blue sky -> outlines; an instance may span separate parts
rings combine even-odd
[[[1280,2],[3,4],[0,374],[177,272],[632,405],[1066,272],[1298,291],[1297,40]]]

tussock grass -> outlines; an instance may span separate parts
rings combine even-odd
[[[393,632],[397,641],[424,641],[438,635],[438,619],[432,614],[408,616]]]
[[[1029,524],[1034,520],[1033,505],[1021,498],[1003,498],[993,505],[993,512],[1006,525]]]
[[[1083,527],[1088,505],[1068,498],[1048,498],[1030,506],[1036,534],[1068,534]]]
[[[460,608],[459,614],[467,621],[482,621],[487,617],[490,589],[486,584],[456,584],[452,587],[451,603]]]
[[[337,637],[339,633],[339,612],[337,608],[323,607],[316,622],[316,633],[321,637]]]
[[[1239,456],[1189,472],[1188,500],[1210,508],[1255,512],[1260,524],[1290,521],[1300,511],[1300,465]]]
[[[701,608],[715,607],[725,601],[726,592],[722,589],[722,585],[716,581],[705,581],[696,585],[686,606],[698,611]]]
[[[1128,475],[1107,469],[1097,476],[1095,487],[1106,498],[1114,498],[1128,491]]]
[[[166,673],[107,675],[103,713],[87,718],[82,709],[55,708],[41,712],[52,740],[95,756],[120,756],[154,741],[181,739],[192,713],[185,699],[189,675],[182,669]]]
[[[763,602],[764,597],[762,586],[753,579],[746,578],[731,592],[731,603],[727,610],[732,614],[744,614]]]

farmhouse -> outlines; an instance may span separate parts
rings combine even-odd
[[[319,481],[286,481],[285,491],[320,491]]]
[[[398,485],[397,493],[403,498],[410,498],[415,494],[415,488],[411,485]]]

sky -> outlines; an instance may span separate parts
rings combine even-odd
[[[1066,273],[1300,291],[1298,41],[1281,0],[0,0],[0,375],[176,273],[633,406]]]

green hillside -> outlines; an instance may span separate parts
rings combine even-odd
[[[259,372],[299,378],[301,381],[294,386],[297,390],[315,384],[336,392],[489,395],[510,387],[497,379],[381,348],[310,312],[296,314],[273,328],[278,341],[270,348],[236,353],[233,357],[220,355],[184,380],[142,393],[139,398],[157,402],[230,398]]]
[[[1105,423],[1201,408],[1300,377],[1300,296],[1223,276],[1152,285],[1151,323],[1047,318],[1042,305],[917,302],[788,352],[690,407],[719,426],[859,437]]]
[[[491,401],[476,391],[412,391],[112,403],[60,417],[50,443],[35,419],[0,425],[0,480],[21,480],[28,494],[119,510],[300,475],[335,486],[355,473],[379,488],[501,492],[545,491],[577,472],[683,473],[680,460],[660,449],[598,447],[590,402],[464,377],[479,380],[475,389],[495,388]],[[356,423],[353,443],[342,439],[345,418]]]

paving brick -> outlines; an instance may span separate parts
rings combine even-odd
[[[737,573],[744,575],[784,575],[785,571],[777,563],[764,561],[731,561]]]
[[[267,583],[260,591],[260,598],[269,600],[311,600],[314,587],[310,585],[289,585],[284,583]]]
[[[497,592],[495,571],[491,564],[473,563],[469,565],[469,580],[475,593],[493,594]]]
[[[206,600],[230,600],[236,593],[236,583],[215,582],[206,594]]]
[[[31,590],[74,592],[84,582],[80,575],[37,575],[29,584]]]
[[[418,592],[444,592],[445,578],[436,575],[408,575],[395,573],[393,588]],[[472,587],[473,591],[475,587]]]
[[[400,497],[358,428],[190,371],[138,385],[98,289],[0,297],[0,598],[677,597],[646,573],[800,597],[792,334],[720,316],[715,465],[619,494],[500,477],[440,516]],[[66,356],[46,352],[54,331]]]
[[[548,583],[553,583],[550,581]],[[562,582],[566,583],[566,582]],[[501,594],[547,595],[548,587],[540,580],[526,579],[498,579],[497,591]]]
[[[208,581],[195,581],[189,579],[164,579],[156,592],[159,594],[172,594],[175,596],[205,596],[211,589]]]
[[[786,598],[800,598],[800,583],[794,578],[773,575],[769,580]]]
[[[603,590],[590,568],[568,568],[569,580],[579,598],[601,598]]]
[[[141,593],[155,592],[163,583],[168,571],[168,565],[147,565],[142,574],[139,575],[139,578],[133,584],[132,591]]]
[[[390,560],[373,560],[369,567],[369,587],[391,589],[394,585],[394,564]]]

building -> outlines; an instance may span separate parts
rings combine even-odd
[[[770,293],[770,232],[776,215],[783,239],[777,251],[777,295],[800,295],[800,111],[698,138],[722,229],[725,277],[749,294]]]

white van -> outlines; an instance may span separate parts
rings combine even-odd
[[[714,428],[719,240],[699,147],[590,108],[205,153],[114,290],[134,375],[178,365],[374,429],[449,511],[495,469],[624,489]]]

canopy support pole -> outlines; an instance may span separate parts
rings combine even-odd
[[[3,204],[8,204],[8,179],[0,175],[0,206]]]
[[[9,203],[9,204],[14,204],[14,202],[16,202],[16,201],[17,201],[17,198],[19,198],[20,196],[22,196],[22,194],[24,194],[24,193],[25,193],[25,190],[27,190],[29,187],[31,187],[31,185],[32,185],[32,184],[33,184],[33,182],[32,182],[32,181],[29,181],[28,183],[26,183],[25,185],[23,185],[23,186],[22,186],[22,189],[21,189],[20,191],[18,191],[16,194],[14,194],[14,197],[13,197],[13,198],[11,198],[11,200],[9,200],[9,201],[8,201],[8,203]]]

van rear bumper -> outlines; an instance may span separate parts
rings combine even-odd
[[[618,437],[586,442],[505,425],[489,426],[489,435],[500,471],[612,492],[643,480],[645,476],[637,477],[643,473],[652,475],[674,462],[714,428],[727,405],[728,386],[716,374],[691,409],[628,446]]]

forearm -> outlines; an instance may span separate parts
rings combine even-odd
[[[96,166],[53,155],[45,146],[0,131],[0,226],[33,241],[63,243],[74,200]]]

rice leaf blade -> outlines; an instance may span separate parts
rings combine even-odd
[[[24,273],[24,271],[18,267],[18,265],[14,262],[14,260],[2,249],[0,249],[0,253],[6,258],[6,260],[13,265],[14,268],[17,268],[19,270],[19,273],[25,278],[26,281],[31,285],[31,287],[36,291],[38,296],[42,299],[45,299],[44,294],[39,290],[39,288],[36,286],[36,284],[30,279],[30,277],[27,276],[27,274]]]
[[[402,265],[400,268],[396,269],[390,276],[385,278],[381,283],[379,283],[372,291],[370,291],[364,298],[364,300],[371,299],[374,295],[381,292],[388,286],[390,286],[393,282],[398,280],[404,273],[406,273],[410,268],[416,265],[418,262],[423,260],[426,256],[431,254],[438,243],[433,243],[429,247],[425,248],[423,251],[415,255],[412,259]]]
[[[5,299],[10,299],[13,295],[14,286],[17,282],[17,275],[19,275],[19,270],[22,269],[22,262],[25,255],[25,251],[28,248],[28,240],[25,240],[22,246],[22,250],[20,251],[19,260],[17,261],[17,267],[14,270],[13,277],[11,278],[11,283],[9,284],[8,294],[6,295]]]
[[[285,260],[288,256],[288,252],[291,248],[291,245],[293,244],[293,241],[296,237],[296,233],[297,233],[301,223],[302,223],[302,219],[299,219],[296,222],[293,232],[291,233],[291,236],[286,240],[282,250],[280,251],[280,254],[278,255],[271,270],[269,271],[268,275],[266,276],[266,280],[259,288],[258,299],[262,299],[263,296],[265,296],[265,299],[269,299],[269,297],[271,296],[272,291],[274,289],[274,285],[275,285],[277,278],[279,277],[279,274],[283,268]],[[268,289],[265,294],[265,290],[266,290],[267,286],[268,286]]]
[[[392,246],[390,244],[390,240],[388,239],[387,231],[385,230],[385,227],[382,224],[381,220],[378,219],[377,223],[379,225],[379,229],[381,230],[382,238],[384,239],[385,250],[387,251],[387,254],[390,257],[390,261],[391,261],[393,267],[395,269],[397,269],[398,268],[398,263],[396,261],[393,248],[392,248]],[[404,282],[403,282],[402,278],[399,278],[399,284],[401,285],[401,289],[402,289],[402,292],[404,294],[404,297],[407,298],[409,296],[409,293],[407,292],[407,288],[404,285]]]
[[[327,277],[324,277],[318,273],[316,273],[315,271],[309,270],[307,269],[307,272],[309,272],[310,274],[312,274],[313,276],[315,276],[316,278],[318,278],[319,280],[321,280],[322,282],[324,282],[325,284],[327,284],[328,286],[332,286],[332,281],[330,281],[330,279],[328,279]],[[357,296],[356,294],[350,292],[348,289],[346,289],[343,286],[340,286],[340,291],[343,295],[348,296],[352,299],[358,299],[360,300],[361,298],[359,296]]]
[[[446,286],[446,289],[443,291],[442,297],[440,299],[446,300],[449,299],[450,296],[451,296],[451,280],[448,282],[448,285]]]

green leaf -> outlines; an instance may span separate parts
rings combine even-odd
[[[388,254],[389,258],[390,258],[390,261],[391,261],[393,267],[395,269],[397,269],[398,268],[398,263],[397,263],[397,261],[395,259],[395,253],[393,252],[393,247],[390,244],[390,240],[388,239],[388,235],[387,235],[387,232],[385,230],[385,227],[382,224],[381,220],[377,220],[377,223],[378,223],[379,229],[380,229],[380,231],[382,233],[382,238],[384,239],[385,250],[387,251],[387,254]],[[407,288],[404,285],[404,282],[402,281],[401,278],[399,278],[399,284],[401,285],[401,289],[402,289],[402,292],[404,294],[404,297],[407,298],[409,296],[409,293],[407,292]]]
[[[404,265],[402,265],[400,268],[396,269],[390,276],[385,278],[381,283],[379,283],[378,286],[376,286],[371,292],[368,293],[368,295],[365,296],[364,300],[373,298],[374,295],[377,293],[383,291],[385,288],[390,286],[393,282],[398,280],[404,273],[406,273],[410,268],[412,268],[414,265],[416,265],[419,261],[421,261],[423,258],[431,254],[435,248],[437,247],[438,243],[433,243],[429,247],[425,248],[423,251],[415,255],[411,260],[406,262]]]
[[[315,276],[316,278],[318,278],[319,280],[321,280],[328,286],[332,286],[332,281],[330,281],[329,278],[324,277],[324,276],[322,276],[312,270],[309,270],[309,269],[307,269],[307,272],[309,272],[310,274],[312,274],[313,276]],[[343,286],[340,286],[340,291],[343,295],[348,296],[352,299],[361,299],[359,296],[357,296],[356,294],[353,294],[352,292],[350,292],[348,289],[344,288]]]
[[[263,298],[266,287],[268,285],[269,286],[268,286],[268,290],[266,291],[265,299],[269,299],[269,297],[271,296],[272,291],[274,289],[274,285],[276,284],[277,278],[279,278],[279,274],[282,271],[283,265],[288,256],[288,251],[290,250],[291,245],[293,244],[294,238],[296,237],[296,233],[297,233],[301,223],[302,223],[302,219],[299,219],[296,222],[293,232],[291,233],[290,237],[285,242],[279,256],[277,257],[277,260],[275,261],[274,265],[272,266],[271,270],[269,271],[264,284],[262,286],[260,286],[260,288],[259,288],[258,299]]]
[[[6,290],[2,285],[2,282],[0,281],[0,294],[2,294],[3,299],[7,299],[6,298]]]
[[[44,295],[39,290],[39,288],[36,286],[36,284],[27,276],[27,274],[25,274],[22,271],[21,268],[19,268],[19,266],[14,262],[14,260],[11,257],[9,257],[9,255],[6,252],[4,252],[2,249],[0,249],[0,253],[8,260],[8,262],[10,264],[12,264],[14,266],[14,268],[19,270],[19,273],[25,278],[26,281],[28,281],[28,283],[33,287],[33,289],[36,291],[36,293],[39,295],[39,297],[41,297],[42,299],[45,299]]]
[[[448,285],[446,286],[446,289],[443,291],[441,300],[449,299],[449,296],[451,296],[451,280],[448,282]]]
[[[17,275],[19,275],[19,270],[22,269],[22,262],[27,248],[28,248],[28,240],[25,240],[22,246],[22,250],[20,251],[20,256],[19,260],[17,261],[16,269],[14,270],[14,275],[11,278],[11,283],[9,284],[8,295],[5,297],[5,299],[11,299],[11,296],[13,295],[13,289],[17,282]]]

Task description.
What belongs in the answer is each line of the listing that contains the word "leaf".

Output.
rice leaf blade -> outlines; an instance may span separate parts
green leaf -> outlines; an instance may span separate parts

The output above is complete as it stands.